• Excerpted text:
►

I just mixed my first batch of DIY CO2. Once I start seeing some bubble action (tomorrow morning, if I did it right), I will begin phasing in the light starting with 5 hrs. per day.

Being the beneficiary of a club raffle prize at the last meeting, I have Seachem's N, P, and K on hand. I did purchase the dry chemicals earlier, but will probably stick with the Flourish products at first. Now, I just have to figure out when and how much. Everybody's question...right?

There should be a couple of pictures below.


----------



## Sir_BlackhOle (Jan 25, 2004)

Wow I really like that tank! How did you make the stand and hood? Its really sweet!


----------



## niko (Jan 28, 2004)

This must be the nicest hood and base for a 10 gal. tank that I've ever seen!

The aquascape may benefit from some more off-center composition but there is enough room to adjust that in the future.

Nice!

--Nikolay


----------



## Piscesgirl (Feb 25, 2004)

I agree that is a beautiful stand and hood! Wow! I'm always so impressed with folks that can build things! (especially beautiful things).


----------



## Rob G (Oct 19, 2004)

Very nice stand and canopy. I look forward to seeing more pictures of this aquarium as it matures.


----------



## Phil Edwards (Jan 22, 2004)

That's beautiful woodwork Ashley and the aquascaping looks like it's going to live up to its surroundings. Could you take a more head on shot so we can see the whole design?

Best,
Phil


----------



## Ricky Cain (Jan 23, 2004)

*Nice layout*

Ashley,

I think you have a good start with the design of your layout. It will look even better as time progresses. I too would like to see some more shots of the tank.


----------



## Ashly Scott (Jan 11, 2005)

◄

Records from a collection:

►

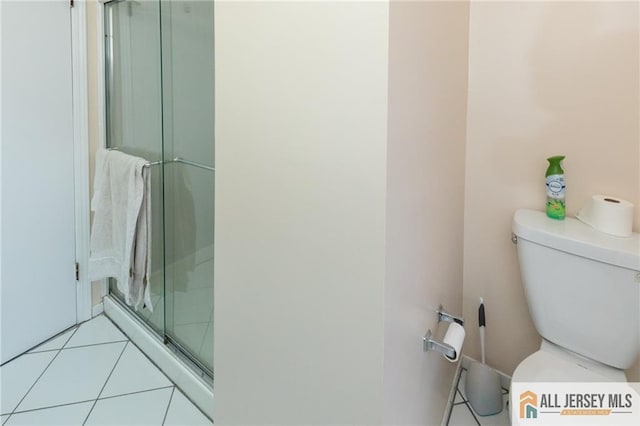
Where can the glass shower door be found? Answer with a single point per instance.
(160, 106)
(188, 105)
(134, 118)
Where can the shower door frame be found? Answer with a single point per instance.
(204, 372)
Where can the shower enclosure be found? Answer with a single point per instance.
(160, 106)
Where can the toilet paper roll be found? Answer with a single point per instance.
(454, 337)
(611, 215)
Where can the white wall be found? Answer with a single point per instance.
(428, 50)
(301, 130)
(545, 78)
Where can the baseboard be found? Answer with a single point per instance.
(97, 309)
(505, 379)
(194, 387)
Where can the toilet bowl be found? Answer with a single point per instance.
(551, 363)
(583, 292)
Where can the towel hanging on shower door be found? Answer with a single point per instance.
(121, 230)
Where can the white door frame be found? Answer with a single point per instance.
(81, 157)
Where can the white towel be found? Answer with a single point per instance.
(120, 234)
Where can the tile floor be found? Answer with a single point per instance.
(91, 375)
(462, 413)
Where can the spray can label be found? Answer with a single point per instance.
(555, 186)
(555, 196)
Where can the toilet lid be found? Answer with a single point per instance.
(545, 366)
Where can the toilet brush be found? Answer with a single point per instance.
(482, 386)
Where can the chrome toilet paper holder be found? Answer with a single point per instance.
(430, 343)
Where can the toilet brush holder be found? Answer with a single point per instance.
(483, 390)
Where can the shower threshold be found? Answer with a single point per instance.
(194, 381)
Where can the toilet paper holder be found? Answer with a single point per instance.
(430, 343)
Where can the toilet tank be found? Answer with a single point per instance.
(582, 286)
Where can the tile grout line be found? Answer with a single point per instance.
(158, 367)
(80, 346)
(52, 406)
(41, 374)
(453, 405)
(164, 419)
(472, 413)
(136, 392)
(105, 384)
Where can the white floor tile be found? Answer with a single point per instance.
(133, 373)
(75, 375)
(145, 408)
(182, 412)
(500, 419)
(66, 415)
(461, 416)
(98, 330)
(19, 375)
(55, 343)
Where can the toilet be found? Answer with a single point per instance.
(583, 292)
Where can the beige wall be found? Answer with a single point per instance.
(301, 130)
(425, 163)
(544, 78)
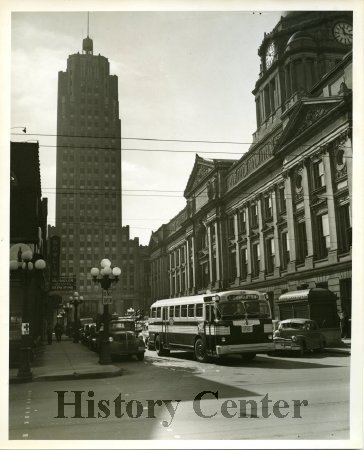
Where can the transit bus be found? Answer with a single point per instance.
(213, 325)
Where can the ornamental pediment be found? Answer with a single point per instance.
(201, 169)
(306, 115)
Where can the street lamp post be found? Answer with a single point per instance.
(106, 276)
(76, 300)
(24, 265)
(67, 308)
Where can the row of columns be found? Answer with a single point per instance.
(216, 254)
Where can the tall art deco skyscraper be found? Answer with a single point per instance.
(88, 201)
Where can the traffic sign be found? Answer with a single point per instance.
(106, 298)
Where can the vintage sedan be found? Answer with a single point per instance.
(298, 335)
(124, 339)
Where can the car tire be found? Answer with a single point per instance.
(200, 351)
(248, 356)
(159, 347)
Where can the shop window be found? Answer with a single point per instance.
(231, 228)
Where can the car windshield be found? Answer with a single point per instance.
(294, 325)
(122, 326)
(250, 308)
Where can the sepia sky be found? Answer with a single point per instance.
(182, 75)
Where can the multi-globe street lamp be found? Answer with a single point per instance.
(105, 277)
(24, 265)
(76, 299)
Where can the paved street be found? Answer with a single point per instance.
(126, 407)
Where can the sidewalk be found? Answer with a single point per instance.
(345, 347)
(66, 360)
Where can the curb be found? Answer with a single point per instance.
(69, 376)
(338, 350)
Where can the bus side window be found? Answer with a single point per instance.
(199, 310)
(184, 311)
(165, 312)
(191, 310)
(210, 313)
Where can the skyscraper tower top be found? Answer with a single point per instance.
(87, 43)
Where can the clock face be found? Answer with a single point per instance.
(343, 33)
(269, 56)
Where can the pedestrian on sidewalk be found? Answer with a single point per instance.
(58, 330)
(49, 334)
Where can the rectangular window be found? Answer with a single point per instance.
(301, 242)
(232, 271)
(344, 231)
(244, 263)
(282, 200)
(268, 210)
(266, 102)
(231, 227)
(255, 259)
(254, 215)
(184, 311)
(270, 256)
(242, 221)
(272, 95)
(322, 236)
(285, 249)
(318, 174)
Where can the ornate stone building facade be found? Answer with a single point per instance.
(279, 218)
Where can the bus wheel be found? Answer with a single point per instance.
(248, 356)
(158, 347)
(200, 351)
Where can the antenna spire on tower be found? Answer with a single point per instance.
(87, 44)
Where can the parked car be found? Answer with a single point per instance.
(298, 335)
(123, 339)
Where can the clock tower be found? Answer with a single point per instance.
(295, 55)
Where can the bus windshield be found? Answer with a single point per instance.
(243, 309)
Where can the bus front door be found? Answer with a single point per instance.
(210, 328)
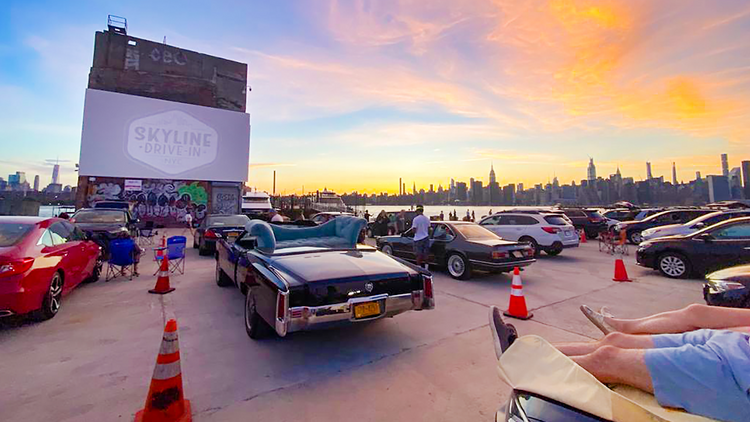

◄

• Given exercise 1: In the aquarium forum thread, how many hours of light per day does the first poster plan to start with?
• Given exercise 2: Carry on the aquarium forum thread from where it stops.

• Result 1: 5 hours per day.

• Result 2:
Thanks for all the nice compliments!

I know I need help with the aquascape. As Nikolay said, I need more off-center composition. I am looking forward to playing around with the layout as I go. I have attached a head-on picture as requested. Where do you think the aquascape should go from here?

As for the building of the stand and canopy, I used 1/2 inch plywood to wrap the top and bottom. I then trimmed it with pine and birch. I basically tried to mimic nice stands/canopies I had seen for larger aquariums. The stand even has a notched out groove for the bottom plastic trim of the aquarium to slide into so that once it is in place the wood meets up with the glass and hides the plastic trim. I painted it with black spray paint and topped it with a few coats of polyacrylic. I think the black looks neat, but I consider most of my paint grade projects to be prototypes. I like to then follow them up with a stain grade version. For fun I have also attached a picture of a 10g stand and hood I did a couple of years ago (stain grade).

BTW...The DIY CO2 seems to be going ok...I think. I am getting some minor pearling. I dosed a little KNO3 (5ppm), KH2PO4 (1ppm), and Flourish (1ml) yesterday and will again tomorrow. The light duration will be increased tomorrow to 10hrs. I have also added some a couple of Amano shrimp.


----------



## SnyperP (Dec 10, 2004)

i think shrimp would be a great addition to the tank


----------



## david lim (Mar 30, 2004)

Ashley 
It might be possible to add driftwood in such a way as to make a new focal point off center from the java fern. But you would need to find the right piece(s) of wood :0).

It would be nice to learn how to build such nice cabinetry. Only if someone were to give a presentation about building cabinetry for a club meeting in Dallas/Fort Worth ** hint hint, wink wink** .

David



niko said:


> This must be the nicest hood and base for a 10 gal. tank that I've ever seen!
> 
> The aquascape may benefit from some more off-center composition but there is enough room to adjust that in the future.
> 
> ...


----------



## Rob (Feb 18, 2005)

Ashly,
I build hoods and stands for nano aquaria also. Man, it is like an addiction. I build a 2 1/2 nano reef with internal filtration at the beginning of January, and filled it up with little coral frags, and then I built a 10 gallon, and now I am getting ready to plant a 5 1/2 which I am fine tuning. All of them have oak hoods with AH SUPPLY lighting systems, and oak bases. The planted system has a DIY CO2 generator within the internal filtration, so it is a very clean system with nothing hanging off of the tank, and no hoses, etc. cluttering up things.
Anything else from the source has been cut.